:: Datensätze
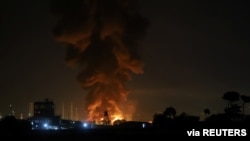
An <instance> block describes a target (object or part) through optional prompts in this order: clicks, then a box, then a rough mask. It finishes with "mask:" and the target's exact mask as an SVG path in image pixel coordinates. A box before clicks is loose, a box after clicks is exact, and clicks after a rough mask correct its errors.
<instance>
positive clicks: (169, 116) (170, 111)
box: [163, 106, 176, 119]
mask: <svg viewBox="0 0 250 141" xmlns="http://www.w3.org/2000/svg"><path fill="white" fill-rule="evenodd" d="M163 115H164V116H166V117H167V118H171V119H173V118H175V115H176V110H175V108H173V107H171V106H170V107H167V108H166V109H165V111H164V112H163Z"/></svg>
::::
:: Datensätze
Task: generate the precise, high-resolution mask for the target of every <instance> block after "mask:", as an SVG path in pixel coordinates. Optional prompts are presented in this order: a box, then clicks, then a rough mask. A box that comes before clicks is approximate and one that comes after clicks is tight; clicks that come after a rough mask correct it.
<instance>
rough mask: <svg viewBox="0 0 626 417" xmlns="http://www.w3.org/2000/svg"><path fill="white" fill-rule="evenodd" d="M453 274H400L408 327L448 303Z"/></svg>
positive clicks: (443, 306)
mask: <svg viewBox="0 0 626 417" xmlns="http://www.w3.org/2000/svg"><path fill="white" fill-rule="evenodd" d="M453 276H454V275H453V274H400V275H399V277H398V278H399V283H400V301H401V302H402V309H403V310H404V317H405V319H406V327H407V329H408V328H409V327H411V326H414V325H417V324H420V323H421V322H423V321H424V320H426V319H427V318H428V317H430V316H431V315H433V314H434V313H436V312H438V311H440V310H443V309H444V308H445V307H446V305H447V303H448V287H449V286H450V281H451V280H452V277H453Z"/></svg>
::::
Aufgabe – Kannst du die Zeilen der Datensätze oben wortgetreu wiedergeben, beginnend mit der Zeile mit „An <instance> block“ und weiter bis einschließlich der Zeile mit „box: [163, 106, 176, 119]“?

Ergebnis –
An <instance> block describes a target (object or part) through optional prompts in this order: clicks, then a box, then a rough mask. It finishes with "mask:" and the target's exact mask as an SVG path in image pixel coordinates. A box before clicks is loose, a box after clicks is exact, and clicks after a rough mask correct its errors.
<instance>
positive clicks: (169, 116) (170, 111)
box: [163, 106, 176, 119]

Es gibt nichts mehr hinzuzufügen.